Show each line in the records below that contains the word "sign", copying every such line in full.
^^^^^^^^
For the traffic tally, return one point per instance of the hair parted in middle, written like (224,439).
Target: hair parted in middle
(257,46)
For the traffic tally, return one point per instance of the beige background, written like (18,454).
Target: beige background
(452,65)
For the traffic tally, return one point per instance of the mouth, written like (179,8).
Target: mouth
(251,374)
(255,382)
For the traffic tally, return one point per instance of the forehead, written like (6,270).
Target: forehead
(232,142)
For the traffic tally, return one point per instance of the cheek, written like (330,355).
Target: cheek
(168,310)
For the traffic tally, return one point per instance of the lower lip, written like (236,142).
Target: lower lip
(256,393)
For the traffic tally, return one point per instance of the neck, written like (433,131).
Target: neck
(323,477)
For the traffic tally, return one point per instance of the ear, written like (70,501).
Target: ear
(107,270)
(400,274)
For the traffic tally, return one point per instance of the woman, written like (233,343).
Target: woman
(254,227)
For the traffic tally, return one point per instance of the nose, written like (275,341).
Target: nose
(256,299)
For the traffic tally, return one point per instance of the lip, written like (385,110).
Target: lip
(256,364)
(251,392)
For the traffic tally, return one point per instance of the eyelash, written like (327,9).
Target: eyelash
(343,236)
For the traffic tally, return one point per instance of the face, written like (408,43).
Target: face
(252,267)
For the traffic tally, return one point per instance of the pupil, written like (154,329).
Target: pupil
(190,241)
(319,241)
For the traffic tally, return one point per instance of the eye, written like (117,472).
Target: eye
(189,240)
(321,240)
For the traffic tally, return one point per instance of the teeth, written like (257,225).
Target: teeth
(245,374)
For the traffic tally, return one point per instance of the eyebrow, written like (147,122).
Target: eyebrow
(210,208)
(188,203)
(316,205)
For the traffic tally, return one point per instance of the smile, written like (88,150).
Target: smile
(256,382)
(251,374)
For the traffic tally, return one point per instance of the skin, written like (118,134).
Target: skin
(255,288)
^^^^^^^^
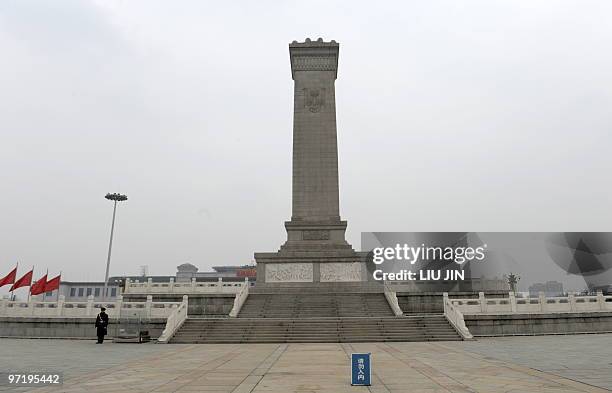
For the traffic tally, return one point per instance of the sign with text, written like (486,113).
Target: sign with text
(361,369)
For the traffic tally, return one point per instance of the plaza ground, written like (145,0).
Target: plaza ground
^^^^^^^^
EXERCISE RESPONSE:
For the traffic tally, return one point per instance of the sign with text, written like (486,113).
Target: sign with text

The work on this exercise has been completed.